Page text:
How the layers combine — the composite formula

Each layer contributes a weighted slice to a single number between 0 and 1:

composite = (sensor × 0.20) + (cluster × 0.45) + (residue × 0.15) + (consequence × 0.20)

Cluster gets the highest weight — it’s the philosophical core and the hardest to fake.

If a layer reports unavailable (we couldn’t get an answer), it’s excluded from the calculation entirely (both the numerator and the denominator drop). A capture isn’t penalized for what we can’t yet check.

The caps applied AFTER the weighted sum:

Frontline thresholds

composite ≥ 0.82  →  Frontline eligible (live or verified-late lane)
composite 0.55–0.81 →  In the regular feed, normal weight
composite 0.25–0.54 →  In the pool, flagged
composite < 0.25 →  Suppressed

Three conditions must all be true to elevate to Frontline:

  1. composite ≥ 0.82
  2. cluster_id non-null (solo never elevates)
  3. at least one Layer 5 consequence check has completed

Why 0.82 is high: Witnyss makes truth expensive to fake rather than helping people feel heard. A false positive (something fake gets verified) costs more than a false negative (something real that didn’t clear). Same bet that journalism and courts make.


The honest gap

This architecture systematically under-serves events that happen in isolation: intimate partner violence, police misconduct without bystanders, private care settings, anything where the only witness is the victim. The cluster-required structure means a single witness — even with perfect sensor coherence and consequence signals — cannot reach Frontline alone.

Task 1: In the composite formula passage, retype the text starting at "Each layer contributes" and ending at "(consequence × 0.20)".
Task 2: Using the composite formula passage, explain in one to three sentences why the Frontline threshold is set as high as 0.82.
Task 3: According to the composite formula passage, what weight does the cluster layer receive in the composite formula?

Source information:
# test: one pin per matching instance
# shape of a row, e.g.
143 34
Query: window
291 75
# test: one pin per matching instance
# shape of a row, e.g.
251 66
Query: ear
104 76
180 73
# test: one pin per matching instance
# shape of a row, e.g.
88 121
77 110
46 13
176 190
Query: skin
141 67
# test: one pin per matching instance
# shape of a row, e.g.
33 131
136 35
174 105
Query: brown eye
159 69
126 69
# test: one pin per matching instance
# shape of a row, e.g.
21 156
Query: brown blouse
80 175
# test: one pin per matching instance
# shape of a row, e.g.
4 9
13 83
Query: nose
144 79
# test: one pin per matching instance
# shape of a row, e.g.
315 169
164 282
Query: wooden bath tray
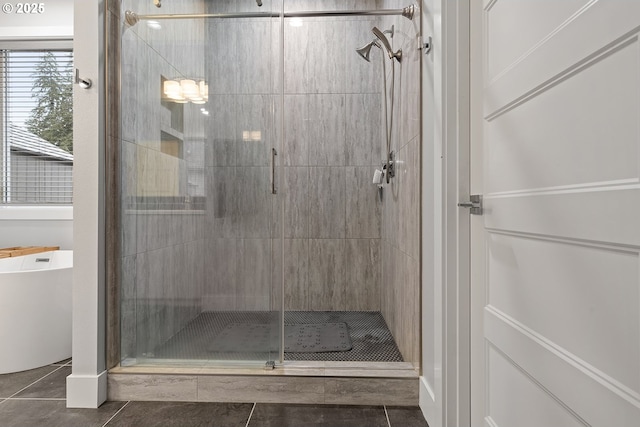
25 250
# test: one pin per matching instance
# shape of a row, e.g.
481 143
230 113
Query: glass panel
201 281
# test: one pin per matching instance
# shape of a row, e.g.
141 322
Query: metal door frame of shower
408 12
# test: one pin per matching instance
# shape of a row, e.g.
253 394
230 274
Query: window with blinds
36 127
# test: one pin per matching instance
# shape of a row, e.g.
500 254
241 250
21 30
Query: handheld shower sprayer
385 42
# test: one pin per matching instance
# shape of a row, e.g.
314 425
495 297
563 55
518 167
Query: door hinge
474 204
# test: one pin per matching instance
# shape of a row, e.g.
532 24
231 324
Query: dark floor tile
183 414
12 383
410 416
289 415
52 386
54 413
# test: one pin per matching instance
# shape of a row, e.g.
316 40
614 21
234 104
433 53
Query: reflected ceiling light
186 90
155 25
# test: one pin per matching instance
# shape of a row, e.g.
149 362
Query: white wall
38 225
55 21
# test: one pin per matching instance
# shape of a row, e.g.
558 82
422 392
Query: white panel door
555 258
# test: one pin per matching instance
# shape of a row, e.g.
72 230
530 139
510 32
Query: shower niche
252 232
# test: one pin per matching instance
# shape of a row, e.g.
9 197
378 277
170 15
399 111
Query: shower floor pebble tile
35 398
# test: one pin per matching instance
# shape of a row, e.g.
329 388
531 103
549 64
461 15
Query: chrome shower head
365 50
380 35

--

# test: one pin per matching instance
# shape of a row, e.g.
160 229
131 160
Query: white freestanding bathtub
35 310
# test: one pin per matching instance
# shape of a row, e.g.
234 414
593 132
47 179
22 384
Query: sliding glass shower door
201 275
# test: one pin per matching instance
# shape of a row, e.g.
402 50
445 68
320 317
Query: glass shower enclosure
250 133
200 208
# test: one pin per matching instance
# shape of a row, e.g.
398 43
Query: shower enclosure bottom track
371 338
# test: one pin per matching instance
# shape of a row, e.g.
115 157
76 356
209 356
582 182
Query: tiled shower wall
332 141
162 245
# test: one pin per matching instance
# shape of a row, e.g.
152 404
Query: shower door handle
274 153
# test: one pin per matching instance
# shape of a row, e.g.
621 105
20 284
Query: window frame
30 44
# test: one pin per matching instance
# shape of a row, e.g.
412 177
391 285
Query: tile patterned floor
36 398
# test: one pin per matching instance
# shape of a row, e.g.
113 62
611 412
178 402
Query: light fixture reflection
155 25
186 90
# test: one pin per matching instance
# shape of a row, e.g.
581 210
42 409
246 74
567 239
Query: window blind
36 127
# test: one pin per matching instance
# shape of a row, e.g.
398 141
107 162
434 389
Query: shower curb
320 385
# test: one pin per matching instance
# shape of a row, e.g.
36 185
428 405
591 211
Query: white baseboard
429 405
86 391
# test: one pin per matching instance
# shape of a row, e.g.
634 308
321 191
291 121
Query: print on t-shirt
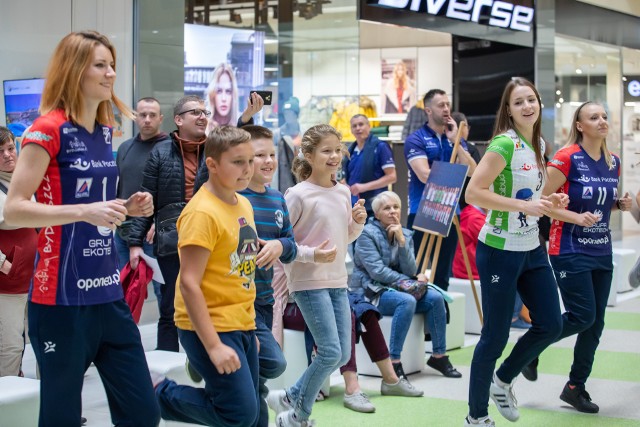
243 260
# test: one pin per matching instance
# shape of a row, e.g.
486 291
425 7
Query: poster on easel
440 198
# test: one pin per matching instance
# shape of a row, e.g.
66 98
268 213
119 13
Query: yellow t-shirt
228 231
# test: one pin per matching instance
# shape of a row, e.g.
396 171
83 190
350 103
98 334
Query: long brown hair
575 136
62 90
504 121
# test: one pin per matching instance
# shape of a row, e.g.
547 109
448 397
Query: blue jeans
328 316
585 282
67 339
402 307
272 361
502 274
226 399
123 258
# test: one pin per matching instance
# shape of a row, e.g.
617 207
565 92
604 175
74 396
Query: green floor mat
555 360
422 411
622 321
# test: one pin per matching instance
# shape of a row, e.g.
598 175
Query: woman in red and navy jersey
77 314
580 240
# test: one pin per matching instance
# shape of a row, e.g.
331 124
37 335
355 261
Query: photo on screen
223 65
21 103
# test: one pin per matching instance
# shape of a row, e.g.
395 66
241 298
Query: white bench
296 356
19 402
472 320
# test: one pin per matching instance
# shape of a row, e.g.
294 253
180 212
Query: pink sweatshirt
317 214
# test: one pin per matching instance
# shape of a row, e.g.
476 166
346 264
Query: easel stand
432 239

Task output 1:
Each layer contributes a weighted slice to a single number between 0 and 1:

composite = (sensor × 0.20) + (cluster × 0.45) + (residue × 0.15) + (consequence × 0.20)

Task output 2: Witnyss aims to make truth expensive to fake rather than to help people feel heard. A false positive, where something fake gets verified, costs more than a false negative, where something real does not clear. This is the same bet that journalism and courts make.

Task output 3: 0.45